▶ _WORK REQUIRED_: Render the lines below as a JSON list of strings, one string per line, omitting any blank lines.
----------------------------------------
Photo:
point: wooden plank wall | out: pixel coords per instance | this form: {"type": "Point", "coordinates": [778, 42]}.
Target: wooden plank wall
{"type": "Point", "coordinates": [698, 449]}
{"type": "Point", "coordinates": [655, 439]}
----------------------------------------
▶ _ANSWER BELOW_:
[
  "Photo:",
  "point: wooden plank wall | out: pixel coords per instance | this form: {\"type\": \"Point\", \"coordinates\": [778, 42]}.",
  "Target: wooden plank wall",
  "{\"type\": \"Point\", \"coordinates\": [698, 449]}",
  "{\"type\": \"Point\", \"coordinates\": [655, 439]}"
]